* _STORED ROWS_
- - - -
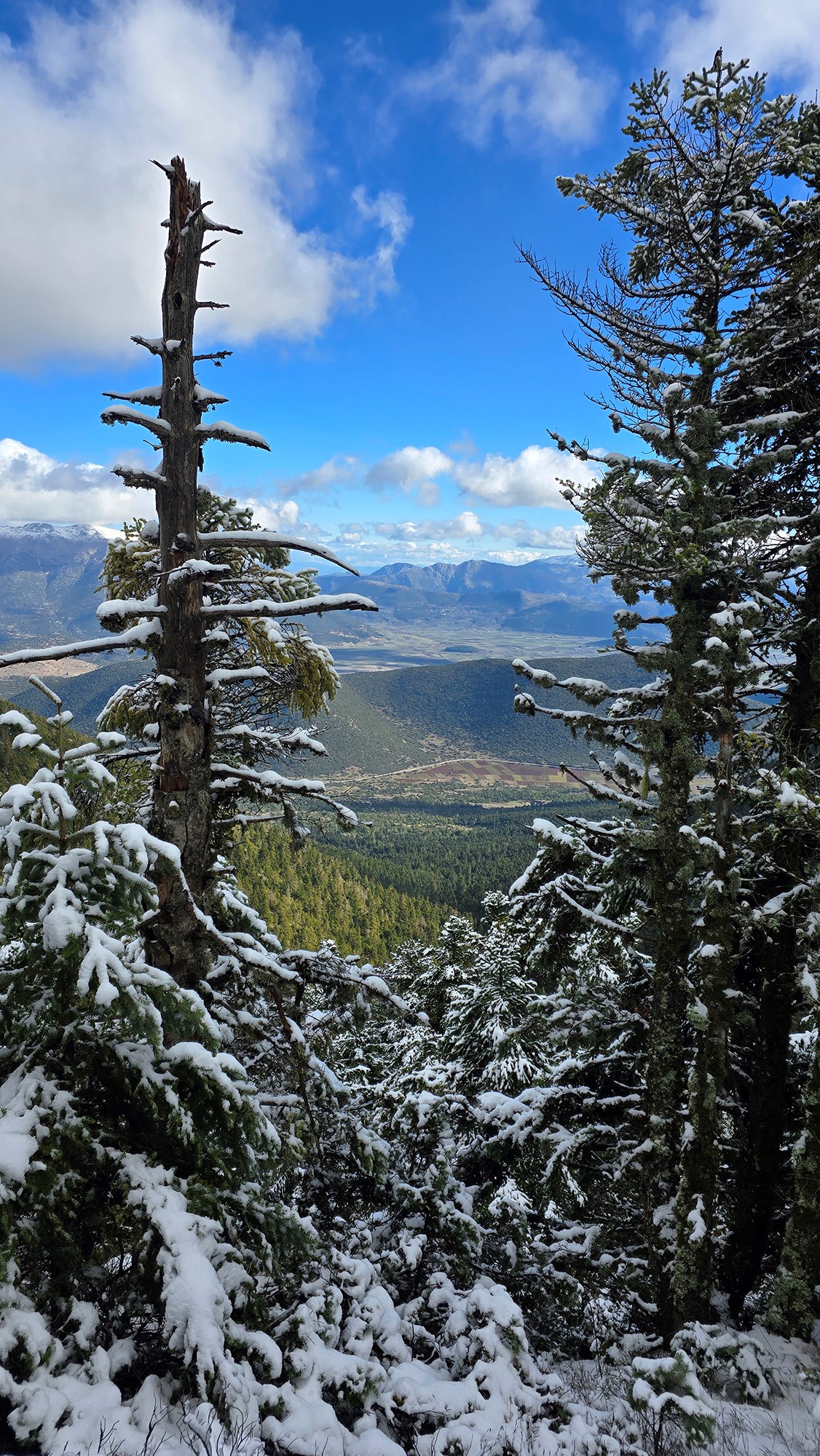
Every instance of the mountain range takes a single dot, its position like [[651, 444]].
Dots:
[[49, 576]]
- - - -
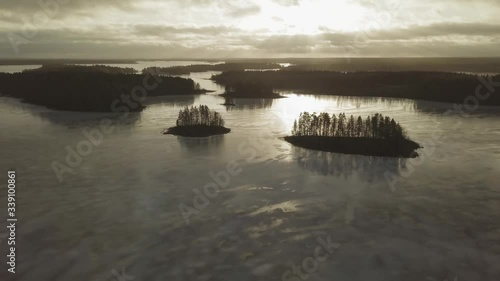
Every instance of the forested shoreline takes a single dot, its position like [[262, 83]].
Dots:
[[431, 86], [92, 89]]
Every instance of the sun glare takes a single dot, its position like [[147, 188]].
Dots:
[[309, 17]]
- - - -
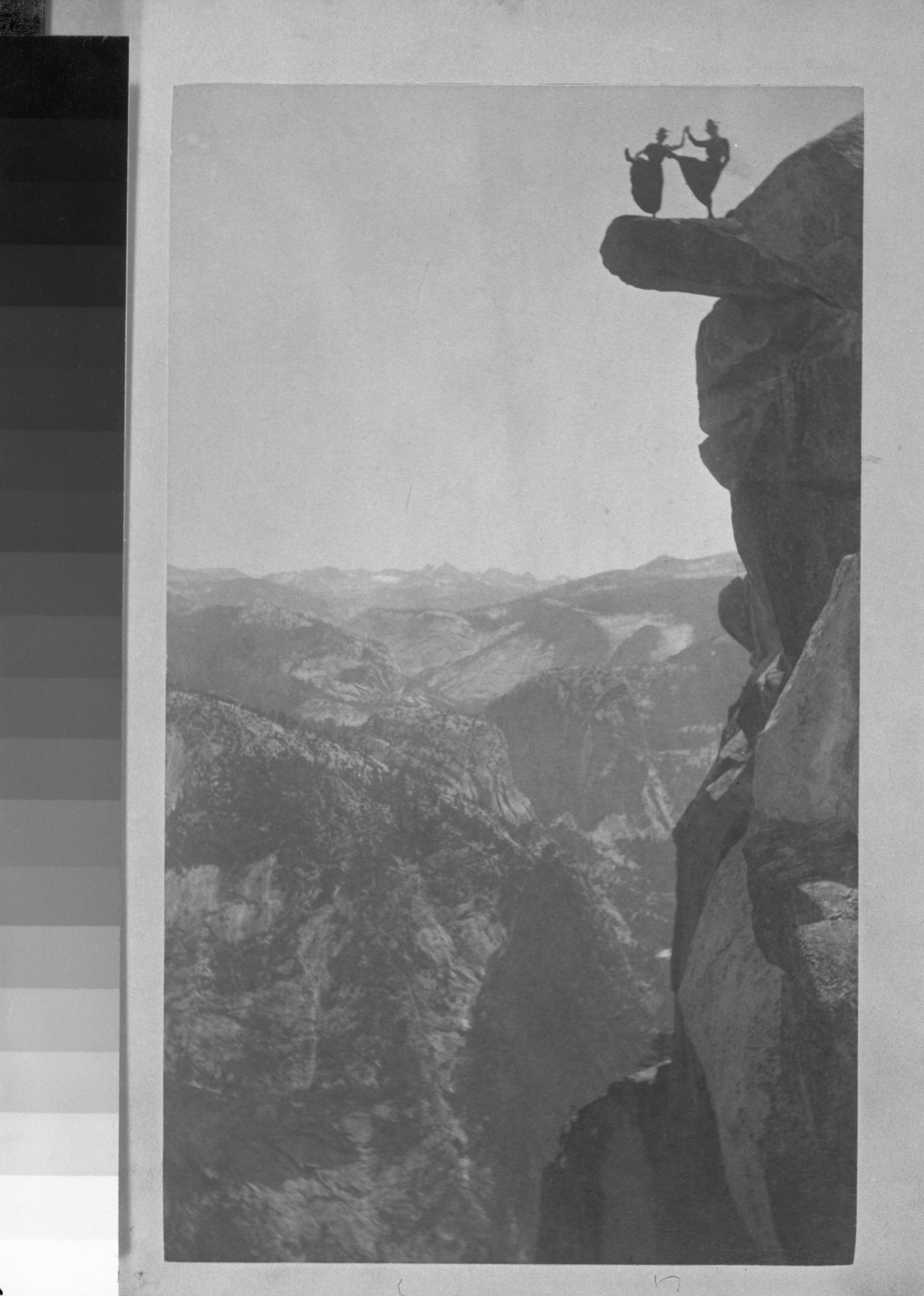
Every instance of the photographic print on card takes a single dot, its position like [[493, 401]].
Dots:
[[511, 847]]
- - - -
* _INSTRUCTIONS FOR THE TASK_
Please reproduce character for character the lines starting with the one that contains "Every instance of the photographic" and running through the one that contains "[[511, 847]]", including both.

* _WRITTEN ANSWER_
Every instance of the photographic print on card takes a single dot, its position like [[493, 401]].
Dots:
[[511, 847]]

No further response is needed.